Final fish to fry: continued dollar strength is inexplicable given the unprecedented debts the US will mount. In contrast, the EC will actually try to curtail fiscal expansion in the coming year. Keynes once said the market can stay irrational longer than you can stay solvent. Dollar strength is perhaps the most irrational thing I've seen in a truly mad year. This "special FX" is due for a really good whupping, though many others take the Cheneynomic route.

In any event, I am now upping my estimate in the official IPE Zone parlor game of "How Much More Will Sammy the Beggar Owe in 2009?" to the middle of the $1T to $2T range. A trillion here, a trillion there...from Bloomberg:
The U.S. budget deficit last month exceeded the shortfall for President George W. Bush's first full year in office, spurred by purchases of stakes of some of the nation's largest banks. The deficit in the first month of the 2009 fiscal year climbed to a record $237.2 billion, compared with a gap of $56.8 billion in October last year, the Treasury Department reported today in Washington. Revenue fell 7.5 percent, while spending soared 71 percent.

Treasury Secretary Henry Paulson spent $115 billion last month to buy shares in eight of the biggest U.S. banks as part of his $700 billion Troubled Asset Relief Program. Deteriorating credit conditions and the economic slump are straining the nation's finances and will leave President-elect Barack Obama with a deficit worse than the record $455 billion of last year.

━━━━━━

What is needed:
Answer these from the piece on the U.S. budget deficit:
1. Where does the writer now put the estimate for how much more will be owed in 2009?
2. What was the deficit in the first month of the 2009 fiscal year?
3. How much did Henry Paulson spend last month on bank shares, and in how many banks?

(Stored dataset items)

━━━━━━

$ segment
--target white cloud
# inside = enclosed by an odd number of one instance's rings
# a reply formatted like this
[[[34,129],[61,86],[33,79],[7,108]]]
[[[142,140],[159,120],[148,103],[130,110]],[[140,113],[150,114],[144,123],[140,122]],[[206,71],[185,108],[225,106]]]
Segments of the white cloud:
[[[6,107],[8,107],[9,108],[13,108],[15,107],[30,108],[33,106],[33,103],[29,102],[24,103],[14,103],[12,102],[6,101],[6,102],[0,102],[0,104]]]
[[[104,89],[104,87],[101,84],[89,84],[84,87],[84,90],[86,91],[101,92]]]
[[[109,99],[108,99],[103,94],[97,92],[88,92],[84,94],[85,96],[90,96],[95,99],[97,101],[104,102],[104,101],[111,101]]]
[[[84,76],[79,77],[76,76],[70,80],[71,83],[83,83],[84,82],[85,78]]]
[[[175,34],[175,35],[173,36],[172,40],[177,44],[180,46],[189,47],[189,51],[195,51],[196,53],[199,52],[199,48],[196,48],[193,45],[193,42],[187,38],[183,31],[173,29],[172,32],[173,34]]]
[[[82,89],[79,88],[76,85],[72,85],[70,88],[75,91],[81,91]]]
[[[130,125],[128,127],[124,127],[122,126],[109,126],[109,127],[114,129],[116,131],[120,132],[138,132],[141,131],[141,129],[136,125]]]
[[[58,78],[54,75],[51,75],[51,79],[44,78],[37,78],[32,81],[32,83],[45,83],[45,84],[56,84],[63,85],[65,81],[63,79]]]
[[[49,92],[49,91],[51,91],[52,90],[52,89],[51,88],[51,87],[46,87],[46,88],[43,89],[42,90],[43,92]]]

━━━━━━

Written answer:
1. In the middle of the $1T to $2T range.
2. A record $237.2 billion.
3. $115 billion, in eight of the biggest U.S. banks.